Return the line containing "Where can you see the brick" and all lines after it exactly; stop at the end of the material.

- **Excerpts of pointing data**:

○ ○ ○ ○ ○ ○ ○

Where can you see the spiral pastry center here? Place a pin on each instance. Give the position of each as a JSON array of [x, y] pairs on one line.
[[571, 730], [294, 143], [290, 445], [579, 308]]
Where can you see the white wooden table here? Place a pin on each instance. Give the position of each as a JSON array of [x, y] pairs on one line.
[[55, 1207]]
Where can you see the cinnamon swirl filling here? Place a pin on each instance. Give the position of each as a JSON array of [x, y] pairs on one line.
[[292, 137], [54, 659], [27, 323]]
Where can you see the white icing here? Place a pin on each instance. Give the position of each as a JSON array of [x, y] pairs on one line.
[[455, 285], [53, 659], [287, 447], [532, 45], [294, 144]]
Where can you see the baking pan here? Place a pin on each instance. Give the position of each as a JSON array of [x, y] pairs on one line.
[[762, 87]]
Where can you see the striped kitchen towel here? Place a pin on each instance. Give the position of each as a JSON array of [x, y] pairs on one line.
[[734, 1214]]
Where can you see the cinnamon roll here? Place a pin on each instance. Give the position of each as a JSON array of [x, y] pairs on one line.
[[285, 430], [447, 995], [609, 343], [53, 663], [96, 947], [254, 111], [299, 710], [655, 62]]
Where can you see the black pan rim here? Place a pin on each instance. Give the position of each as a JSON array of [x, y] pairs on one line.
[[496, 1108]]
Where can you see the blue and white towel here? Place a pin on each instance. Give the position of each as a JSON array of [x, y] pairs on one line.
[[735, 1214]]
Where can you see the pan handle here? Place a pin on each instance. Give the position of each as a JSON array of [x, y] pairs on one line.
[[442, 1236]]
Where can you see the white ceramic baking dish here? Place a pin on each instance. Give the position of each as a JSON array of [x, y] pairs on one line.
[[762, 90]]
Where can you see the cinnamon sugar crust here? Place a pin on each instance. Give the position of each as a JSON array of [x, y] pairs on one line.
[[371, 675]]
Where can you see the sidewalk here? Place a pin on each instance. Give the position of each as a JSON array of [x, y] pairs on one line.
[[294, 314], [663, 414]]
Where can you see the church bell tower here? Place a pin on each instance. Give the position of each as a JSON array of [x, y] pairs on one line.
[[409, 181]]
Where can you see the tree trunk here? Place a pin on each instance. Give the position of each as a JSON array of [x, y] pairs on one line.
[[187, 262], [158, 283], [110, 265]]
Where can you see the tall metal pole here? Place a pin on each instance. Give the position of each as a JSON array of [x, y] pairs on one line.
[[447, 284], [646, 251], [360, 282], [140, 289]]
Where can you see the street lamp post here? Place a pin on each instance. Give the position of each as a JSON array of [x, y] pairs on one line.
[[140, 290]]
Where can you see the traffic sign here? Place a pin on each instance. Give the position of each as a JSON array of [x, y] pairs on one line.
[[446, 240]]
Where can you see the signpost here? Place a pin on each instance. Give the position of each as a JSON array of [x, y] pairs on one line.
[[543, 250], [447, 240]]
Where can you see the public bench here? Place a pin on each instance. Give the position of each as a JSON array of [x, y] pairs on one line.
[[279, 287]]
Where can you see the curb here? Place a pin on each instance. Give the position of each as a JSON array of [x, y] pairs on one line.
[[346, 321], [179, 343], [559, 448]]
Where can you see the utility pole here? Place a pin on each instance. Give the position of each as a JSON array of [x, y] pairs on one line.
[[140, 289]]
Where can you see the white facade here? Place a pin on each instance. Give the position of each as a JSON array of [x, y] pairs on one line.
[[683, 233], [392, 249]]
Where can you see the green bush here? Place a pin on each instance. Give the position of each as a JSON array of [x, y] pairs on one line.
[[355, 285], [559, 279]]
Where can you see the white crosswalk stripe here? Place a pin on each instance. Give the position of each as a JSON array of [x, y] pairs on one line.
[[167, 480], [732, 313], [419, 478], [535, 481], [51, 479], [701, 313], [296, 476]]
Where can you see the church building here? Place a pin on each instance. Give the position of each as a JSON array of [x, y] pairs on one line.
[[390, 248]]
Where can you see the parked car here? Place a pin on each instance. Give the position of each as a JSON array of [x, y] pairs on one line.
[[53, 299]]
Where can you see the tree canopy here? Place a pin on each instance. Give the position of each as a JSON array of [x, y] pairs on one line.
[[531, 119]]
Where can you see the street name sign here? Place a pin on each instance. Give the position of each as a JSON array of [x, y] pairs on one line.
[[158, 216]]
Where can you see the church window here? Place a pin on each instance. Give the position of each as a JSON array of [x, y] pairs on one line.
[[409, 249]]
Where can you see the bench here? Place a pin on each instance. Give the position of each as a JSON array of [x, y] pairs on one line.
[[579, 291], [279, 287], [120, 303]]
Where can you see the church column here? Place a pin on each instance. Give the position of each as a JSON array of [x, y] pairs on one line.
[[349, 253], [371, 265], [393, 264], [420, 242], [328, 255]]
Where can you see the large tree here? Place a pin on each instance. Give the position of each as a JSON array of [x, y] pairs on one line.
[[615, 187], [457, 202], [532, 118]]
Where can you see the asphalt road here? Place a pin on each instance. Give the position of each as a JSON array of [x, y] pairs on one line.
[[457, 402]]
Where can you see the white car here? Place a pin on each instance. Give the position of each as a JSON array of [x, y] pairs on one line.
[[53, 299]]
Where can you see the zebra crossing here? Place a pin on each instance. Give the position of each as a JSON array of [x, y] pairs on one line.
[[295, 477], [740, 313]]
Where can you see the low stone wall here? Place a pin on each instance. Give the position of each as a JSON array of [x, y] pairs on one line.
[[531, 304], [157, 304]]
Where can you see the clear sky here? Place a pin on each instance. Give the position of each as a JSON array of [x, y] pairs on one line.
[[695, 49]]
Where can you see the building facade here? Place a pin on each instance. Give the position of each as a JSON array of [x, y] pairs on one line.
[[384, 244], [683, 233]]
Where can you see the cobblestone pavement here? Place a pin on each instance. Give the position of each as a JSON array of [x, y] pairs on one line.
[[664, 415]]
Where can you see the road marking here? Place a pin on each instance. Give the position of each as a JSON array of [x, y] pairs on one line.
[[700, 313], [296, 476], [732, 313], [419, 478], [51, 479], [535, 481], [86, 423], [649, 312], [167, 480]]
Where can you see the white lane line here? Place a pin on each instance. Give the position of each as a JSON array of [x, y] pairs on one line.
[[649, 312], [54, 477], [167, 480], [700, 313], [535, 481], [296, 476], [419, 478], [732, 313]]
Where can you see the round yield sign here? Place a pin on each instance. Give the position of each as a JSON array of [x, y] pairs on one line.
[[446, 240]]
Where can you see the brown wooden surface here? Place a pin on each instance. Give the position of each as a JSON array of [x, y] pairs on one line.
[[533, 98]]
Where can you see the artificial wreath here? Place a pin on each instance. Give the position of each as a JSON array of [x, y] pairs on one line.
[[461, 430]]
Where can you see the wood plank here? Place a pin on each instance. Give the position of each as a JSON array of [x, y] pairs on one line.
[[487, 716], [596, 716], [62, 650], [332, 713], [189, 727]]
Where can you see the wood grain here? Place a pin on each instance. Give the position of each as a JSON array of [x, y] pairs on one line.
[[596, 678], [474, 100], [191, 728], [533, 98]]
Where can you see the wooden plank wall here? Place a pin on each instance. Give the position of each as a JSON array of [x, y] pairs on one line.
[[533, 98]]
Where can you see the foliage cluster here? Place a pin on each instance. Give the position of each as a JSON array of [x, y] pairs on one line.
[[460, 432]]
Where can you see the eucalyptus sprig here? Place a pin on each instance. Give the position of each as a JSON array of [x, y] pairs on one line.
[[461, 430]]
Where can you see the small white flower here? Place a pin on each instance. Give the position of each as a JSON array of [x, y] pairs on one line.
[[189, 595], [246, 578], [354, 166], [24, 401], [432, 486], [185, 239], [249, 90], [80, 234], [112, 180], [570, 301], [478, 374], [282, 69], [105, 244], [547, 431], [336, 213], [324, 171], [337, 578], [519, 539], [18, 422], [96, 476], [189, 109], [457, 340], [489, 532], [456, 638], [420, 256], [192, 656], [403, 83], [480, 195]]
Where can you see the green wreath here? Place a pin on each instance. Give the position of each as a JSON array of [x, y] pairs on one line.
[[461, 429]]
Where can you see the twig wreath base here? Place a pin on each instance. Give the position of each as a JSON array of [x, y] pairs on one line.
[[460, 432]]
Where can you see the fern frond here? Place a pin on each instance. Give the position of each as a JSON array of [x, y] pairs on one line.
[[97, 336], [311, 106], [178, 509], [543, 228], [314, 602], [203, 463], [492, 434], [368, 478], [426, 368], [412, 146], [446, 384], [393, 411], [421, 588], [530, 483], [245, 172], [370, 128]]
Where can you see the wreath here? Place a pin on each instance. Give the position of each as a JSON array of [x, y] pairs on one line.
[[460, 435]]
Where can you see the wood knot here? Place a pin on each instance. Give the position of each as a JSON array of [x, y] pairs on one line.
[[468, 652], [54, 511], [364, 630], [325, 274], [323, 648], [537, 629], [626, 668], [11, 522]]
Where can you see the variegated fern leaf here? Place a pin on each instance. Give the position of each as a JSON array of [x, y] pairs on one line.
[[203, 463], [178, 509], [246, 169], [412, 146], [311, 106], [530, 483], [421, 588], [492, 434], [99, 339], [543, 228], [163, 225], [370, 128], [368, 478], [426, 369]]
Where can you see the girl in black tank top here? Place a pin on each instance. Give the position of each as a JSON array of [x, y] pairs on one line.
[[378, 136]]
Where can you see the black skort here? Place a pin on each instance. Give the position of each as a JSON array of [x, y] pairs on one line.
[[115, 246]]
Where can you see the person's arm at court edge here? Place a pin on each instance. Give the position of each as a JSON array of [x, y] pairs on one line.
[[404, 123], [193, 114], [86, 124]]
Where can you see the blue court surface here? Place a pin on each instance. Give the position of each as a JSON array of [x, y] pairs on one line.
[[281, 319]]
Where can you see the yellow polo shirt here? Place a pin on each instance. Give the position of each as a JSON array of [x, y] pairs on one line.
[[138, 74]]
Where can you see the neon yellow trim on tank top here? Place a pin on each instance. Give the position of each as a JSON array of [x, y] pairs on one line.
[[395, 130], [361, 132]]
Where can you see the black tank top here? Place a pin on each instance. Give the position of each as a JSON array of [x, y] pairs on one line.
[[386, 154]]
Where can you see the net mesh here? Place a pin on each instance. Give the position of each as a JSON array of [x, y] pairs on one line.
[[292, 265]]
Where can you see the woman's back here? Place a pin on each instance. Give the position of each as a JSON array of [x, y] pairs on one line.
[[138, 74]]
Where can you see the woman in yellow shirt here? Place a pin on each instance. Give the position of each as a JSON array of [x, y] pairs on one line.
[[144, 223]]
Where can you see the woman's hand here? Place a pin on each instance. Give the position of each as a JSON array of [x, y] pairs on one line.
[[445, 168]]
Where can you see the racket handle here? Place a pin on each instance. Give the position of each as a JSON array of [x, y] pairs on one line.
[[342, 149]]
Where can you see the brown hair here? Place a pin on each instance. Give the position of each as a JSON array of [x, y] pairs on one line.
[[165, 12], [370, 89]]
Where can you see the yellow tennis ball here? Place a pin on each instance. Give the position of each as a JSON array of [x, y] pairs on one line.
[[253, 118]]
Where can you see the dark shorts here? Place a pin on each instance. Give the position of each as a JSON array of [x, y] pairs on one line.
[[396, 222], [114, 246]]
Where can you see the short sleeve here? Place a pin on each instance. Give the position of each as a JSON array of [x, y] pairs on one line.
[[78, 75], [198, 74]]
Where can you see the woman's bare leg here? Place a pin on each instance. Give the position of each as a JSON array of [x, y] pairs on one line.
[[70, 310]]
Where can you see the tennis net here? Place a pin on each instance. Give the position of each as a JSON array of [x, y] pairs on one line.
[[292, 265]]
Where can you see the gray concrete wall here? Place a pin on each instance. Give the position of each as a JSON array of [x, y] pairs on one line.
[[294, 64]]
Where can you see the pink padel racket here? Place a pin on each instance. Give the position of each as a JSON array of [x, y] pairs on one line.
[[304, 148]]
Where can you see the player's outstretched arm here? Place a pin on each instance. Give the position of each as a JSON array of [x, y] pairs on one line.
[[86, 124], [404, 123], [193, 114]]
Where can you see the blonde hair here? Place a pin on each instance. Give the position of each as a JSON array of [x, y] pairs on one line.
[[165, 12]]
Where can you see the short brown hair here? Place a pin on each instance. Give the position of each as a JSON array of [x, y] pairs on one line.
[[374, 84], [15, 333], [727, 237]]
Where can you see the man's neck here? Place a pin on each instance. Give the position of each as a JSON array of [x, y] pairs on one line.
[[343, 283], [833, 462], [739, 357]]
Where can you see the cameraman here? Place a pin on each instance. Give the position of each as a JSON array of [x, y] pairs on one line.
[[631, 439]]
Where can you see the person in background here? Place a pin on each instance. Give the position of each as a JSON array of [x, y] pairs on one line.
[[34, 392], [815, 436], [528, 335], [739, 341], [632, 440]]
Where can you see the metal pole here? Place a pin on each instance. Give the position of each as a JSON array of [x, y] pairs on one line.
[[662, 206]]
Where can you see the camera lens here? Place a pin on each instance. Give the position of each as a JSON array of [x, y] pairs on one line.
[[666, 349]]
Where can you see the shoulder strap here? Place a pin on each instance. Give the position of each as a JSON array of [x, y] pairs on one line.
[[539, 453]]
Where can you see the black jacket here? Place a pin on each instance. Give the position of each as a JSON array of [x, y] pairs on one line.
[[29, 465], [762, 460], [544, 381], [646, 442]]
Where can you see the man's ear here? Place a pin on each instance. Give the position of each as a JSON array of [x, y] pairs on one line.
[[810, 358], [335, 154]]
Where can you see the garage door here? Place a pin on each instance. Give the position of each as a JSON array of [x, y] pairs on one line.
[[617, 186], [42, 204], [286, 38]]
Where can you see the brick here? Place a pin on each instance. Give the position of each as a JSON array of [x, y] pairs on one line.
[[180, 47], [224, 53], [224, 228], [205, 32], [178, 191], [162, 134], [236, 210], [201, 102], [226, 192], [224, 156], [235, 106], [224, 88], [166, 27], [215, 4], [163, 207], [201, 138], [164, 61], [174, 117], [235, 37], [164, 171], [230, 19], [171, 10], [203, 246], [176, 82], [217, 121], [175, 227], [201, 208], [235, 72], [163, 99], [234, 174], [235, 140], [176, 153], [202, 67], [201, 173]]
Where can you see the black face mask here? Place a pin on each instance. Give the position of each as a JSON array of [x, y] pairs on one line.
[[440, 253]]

○ ○ ○ ○ ○ ○ ○

- **RESULT FOR THIS EXERCISE**:
Where can you see the brick here? Place a pin on each instance. Give the position of each as a JSON array of [x, y] pairs on one line.
[[180, 47], [224, 53], [224, 228], [205, 32], [178, 191], [162, 134], [236, 210], [201, 102], [226, 192], [224, 156], [235, 106], [224, 88], [166, 27], [215, 4], [163, 207], [201, 138], [164, 61], [174, 117], [235, 37], [164, 171], [230, 19], [171, 10], [203, 246], [176, 82], [217, 121], [175, 227], [201, 208], [235, 72], [163, 99], [234, 174], [235, 140], [176, 153], [202, 67], [201, 173]]
Where can you see the black face mask here? Place a pin on each instance. Give the position of each as a JSON array of [x, y] pairs on one line.
[[440, 253]]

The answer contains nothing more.